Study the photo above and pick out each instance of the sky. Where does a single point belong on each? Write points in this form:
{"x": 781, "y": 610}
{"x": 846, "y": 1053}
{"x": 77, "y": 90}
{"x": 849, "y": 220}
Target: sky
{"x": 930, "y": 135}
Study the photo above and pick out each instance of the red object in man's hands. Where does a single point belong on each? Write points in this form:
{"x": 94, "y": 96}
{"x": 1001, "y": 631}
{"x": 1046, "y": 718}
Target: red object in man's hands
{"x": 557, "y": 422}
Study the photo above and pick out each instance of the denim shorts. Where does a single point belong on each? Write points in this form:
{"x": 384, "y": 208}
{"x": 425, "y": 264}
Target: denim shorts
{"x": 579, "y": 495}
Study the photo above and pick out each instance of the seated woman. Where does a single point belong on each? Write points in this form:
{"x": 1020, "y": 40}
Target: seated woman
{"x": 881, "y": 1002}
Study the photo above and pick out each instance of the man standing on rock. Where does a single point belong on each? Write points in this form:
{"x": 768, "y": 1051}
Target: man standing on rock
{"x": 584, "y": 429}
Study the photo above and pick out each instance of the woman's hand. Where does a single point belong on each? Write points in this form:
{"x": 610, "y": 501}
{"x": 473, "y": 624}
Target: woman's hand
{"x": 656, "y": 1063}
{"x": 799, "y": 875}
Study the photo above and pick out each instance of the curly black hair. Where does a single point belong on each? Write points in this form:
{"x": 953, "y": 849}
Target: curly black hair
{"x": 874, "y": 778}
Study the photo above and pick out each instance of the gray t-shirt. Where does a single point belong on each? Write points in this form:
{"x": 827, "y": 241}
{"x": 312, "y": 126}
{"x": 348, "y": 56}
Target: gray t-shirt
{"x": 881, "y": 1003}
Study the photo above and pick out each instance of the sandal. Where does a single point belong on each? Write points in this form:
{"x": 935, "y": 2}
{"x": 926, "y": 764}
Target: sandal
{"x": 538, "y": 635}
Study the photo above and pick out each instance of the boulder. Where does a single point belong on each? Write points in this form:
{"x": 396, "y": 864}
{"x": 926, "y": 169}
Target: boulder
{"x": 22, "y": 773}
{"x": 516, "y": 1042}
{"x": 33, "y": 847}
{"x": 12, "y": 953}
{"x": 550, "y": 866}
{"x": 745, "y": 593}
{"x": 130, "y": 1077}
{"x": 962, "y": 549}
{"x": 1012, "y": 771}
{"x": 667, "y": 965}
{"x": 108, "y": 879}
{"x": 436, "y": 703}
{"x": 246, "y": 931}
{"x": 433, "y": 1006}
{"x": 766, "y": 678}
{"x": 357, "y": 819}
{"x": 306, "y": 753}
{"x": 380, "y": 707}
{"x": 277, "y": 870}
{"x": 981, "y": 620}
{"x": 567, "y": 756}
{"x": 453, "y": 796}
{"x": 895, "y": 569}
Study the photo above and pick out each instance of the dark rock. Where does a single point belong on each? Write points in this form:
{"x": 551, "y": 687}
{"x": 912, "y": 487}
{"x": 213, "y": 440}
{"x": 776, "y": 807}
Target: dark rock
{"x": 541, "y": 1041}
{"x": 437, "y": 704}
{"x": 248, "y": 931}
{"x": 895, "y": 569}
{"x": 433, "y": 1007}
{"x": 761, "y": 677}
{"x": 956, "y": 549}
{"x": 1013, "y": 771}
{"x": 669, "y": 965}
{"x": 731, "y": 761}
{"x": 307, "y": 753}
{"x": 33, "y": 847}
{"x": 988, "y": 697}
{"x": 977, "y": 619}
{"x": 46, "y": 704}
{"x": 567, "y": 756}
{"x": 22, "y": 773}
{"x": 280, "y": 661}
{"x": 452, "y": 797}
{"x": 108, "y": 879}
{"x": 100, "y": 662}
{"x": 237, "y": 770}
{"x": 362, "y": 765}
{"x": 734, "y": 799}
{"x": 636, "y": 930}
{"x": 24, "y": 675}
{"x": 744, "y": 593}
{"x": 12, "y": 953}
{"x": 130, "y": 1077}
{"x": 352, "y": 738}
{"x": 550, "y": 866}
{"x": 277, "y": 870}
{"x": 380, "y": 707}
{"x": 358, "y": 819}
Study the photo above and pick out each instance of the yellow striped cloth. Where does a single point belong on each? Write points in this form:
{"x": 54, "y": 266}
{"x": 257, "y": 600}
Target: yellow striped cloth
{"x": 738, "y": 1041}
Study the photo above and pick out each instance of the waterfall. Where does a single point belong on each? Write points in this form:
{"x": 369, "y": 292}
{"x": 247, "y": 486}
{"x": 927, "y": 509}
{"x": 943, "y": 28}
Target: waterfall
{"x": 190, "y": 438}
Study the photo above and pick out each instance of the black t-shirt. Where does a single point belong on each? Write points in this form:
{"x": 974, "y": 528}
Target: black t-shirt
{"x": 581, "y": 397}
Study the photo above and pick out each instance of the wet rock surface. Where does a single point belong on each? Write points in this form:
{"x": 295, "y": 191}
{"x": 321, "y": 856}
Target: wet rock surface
============
[Work instructions]: A complete and exact repetition of the entries is required.

[Exercise output]:
Study the photo above and pick out each instance of the sky. Where does a single point belong on each? Write points in this form:
{"x": 781, "y": 610}
{"x": 846, "y": 1053}
{"x": 77, "y": 90}
{"x": 849, "y": 220}
Target: sky
{"x": 930, "y": 135}
Study the photo above and pick out each instance of the red object in man's hands. Where does a single point belong on each? Write points in this form:
{"x": 94, "y": 96}
{"x": 1001, "y": 631}
{"x": 1046, "y": 718}
Target: red object in man's hands
{"x": 557, "y": 422}
Study the photo above and pick out each instance of the denim shorts. Where does a single point belong on each? Write points in this form:
{"x": 384, "y": 208}
{"x": 425, "y": 264}
Target: denim shorts
{"x": 579, "y": 495}
Study the photo above and pick out each instance of the seated woman. Where does a single point belong on each? Write points in this form:
{"x": 1020, "y": 40}
Target: seated woman
{"x": 881, "y": 1002}
Study the photo above and pick out each instance of the man standing on rock. Where does a single point belong on each? Write points in this form:
{"x": 768, "y": 1051}
Target: man standing on rock
{"x": 584, "y": 429}
Study the photo above and pick out each instance of the woman's hand. Where does a single point belong on each? Write points in this form:
{"x": 610, "y": 501}
{"x": 473, "y": 624}
Target: woman's hand
{"x": 656, "y": 1063}
{"x": 799, "y": 875}
Study the photo above and pick out each instance of the curly black hair. Where does a single point belong on each? Write points in this form:
{"x": 953, "y": 849}
Target: curly black hair
{"x": 874, "y": 778}
Study the photo above and pick out each instance of the gray t-shirt. Where does a single point belong on each? Write points in this form:
{"x": 827, "y": 241}
{"x": 312, "y": 126}
{"x": 348, "y": 56}
Target: gray t-shirt
{"x": 881, "y": 1003}
Study the photo above and pick out each instance of the sandal. Where does a single point belong on each? Write points in this form:
{"x": 935, "y": 2}
{"x": 926, "y": 764}
Target: sandal
{"x": 538, "y": 635}
Study the photo above and pick out each instance of the boulder. Where does a single point belong on each? Write points in this form:
{"x": 396, "y": 864}
{"x": 926, "y": 169}
Target: boulder
{"x": 22, "y": 773}
{"x": 516, "y": 1042}
{"x": 33, "y": 847}
{"x": 12, "y": 953}
{"x": 550, "y": 866}
{"x": 745, "y": 593}
{"x": 130, "y": 1077}
{"x": 962, "y": 549}
{"x": 1012, "y": 771}
{"x": 667, "y": 965}
{"x": 108, "y": 879}
{"x": 436, "y": 703}
{"x": 246, "y": 931}
{"x": 433, "y": 1006}
{"x": 766, "y": 678}
{"x": 357, "y": 819}
{"x": 306, "y": 753}
{"x": 380, "y": 707}
{"x": 277, "y": 870}
{"x": 981, "y": 620}
{"x": 567, "y": 756}
{"x": 453, "y": 796}
{"x": 895, "y": 569}
Study the photo above and pick out each instance of the dark rock. Where does a single point belong on each? Write points in this form:
{"x": 551, "y": 687}
{"x": 912, "y": 487}
{"x": 213, "y": 440}
{"x": 776, "y": 807}
Target: dark rock
{"x": 541, "y": 1041}
{"x": 437, "y": 704}
{"x": 248, "y": 931}
{"x": 895, "y": 569}
{"x": 433, "y": 1007}
{"x": 761, "y": 677}
{"x": 956, "y": 549}
{"x": 1013, "y": 771}
{"x": 669, "y": 965}
{"x": 731, "y": 761}
{"x": 307, "y": 753}
{"x": 33, "y": 847}
{"x": 988, "y": 697}
{"x": 977, "y": 619}
{"x": 46, "y": 704}
{"x": 567, "y": 756}
{"x": 22, "y": 773}
{"x": 280, "y": 661}
{"x": 452, "y": 797}
{"x": 108, "y": 879}
{"x": 100, "y": 662}
{"x": 237, "y": 770}
{"x": 362, "y": 765}
{"x": 734, "y": 799}
{"x": 636, "y": 930}
{"x": 24, "y": 675}
{"x": 744, "y": 593}
{"x": 12, "y": 953}
{"x": 130, "y": 1077}
{"x": 352, "y": 738}
{"x": 550, "y": 866}
{"x": 277, "y": 870}
{"x": 380, "y": 707}
{"x": 358, "y": 819}
Study the photo above and pick out each instance of the yellow striped cloth. Where does a single point belong on each? Write points in this form:
{"x": 54, "y": 266}
{"x": 257, "y": 600}
Target: yellow striped cloth
{"x": 738, "y": 1041}
Study the photo above and pick out each instance of the waterfall. Where does a single point belong on each? Write points in this form:
{"x": 369, "y": 292}
{"x": 247, "y": 486}
{"x": 927, "y": 509}
{"x": 943, "y": 28}
Target: waterfall
{"x": 190, "y": 438}
Study the photo above and pick out each instance of the black t-shirt. Where does a single point belong on each? Write points in this form:
{"x": 974, "y": 528}
Target: black t-shirt
{"x": 581, "y": 397}
Study the photo above and pick out each instance of the wet rock surface. Where does a single point belong on each? Write points in this form:
{"x": 295, "y": 191}
{"x": 321, "y": 856}
Target: wet rock surface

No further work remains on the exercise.